- Source document -
********************

Ok, that is very interesting. Thanks a lot for looking into this!

I am a bit baffled as to why we experience the memory leak then, but I guess I 
will have to dig more into it.

Best regards,
Søren
On 10 May 2019, 18.30 +0200, Andreas Lehmkuehler <[email protected]>, wrote:
> Am 10.05.19 um 15:52 schrieb Søren Pedersen:
> > I have done some more testing, and I found that when I run on Windows there 
> > are no problems, but when I run on Linux I get the memory leak. Tilman, 
> > would you be able to run the same test on a Linux box? - or maybe using a 
> > Linux Docker container, like I showed originally?

********************

- Information supplied -
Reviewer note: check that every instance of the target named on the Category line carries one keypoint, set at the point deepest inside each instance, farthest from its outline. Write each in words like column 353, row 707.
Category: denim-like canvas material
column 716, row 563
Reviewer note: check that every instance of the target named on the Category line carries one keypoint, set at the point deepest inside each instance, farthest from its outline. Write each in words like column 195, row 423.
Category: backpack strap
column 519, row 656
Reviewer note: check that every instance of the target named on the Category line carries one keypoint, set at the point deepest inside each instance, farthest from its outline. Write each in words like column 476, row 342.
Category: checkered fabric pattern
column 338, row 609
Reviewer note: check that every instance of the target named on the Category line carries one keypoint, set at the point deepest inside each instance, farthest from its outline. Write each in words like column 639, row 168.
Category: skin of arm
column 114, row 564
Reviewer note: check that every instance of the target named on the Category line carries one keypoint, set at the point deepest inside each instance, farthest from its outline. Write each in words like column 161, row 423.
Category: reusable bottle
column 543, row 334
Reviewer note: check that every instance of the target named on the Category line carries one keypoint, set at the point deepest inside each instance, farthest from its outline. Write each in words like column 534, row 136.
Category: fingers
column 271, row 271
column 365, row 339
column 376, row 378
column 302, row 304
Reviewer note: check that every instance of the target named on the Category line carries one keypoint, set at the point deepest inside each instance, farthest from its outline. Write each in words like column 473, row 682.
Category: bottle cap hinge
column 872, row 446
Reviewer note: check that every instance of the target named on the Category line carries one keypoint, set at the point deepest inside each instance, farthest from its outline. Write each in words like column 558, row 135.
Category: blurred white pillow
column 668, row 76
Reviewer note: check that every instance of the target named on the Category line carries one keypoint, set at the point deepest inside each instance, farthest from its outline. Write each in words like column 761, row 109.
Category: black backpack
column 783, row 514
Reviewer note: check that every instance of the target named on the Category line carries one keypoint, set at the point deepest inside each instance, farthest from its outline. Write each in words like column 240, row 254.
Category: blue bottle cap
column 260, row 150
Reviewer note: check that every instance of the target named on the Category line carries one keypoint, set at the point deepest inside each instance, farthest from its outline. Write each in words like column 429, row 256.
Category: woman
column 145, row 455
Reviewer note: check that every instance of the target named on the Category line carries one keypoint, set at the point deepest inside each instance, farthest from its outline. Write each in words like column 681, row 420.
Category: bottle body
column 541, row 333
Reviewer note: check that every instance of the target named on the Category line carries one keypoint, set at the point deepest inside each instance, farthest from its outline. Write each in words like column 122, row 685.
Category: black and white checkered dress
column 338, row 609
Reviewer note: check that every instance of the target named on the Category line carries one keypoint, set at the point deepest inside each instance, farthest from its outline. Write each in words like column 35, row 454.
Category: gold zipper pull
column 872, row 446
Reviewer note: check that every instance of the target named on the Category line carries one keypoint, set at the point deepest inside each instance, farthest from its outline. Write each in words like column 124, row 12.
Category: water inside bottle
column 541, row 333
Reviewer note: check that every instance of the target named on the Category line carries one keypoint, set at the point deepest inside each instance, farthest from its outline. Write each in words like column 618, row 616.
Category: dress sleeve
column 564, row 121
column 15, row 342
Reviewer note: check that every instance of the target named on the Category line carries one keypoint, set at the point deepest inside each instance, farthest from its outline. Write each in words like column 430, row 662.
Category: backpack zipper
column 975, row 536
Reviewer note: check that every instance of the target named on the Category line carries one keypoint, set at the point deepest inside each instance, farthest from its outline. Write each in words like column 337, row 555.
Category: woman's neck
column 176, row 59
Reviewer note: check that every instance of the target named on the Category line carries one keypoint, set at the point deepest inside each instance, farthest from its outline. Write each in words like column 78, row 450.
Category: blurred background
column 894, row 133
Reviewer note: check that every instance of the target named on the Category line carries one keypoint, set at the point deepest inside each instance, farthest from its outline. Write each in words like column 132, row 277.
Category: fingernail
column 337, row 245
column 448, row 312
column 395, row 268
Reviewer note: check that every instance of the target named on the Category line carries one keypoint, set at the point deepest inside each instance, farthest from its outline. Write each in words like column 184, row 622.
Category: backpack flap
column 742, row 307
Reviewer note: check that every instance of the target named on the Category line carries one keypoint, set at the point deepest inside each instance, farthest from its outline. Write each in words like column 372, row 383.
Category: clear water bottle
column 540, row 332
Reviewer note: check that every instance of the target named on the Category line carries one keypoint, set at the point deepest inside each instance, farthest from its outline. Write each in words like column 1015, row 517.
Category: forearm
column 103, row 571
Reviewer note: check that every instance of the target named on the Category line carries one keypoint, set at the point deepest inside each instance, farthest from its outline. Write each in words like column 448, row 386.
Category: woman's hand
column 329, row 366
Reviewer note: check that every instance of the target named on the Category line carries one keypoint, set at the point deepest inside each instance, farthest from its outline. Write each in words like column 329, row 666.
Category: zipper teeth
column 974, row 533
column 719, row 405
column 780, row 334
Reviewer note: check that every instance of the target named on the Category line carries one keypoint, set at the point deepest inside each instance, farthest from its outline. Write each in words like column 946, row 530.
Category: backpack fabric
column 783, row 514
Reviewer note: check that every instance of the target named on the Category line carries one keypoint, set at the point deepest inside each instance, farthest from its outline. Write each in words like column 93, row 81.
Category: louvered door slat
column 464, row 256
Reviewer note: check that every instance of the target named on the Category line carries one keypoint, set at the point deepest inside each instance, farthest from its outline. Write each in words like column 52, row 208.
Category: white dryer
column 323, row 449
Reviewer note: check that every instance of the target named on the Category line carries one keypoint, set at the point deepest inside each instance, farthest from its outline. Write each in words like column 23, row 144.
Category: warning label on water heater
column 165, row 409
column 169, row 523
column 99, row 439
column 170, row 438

********************

- Things to do -
(A) Which people are named in the email thread about the memory leak? Give each person once.
(B) In the email thread about the memory leak, which operating system showed the memory leak during Søren Pedersen's testing?
(C) Extract the passage of the email thread about the memory leak that starts with "Ok, that is" and goes on through "I showed originally?".

- Responses by task -
(A) Søren Pedersen, Andreas Lehmkuehler, Tilman

(B) Linux

(C)
Ok, that is very interesting. Thanks a lot for looking into this!

I am a bit baffled as to why we experience the memory leak then, but I guess I 
will have to dig more into it.

Best regards,
Søren
On 10 May 2019, 18.30 +0200, Andreas Lehmkuehler <[email protected]>, wrote:
> Am 10.05.19 um 15:52 schrieb Søren Pedersen:
> > I have done some more testing, and I found that when I run on Windows there 
> > are no problems, but when I run on Linux I get the memory leak. Tilman, 
> > would you be able to run the same test on a Linux box? - or maybe using a 
> > Linux Docker container, like I showed originally?